GOAL OF THE EXERCISE: Write the data out again, word for word.

★ ★ ★ ★

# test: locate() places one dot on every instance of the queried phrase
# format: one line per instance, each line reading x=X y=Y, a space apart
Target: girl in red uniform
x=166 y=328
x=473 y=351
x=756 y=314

★ ★ ★ ★

RESULT FOR THIS EXERCISE:
# test: locate() places one dot on every instance of the queried phrase
# format: one line per instance, each line reading x=X y=Y, a space apart
Target: girl in red uniform
x=166 y=328
x=473 y=351
x=756 y=314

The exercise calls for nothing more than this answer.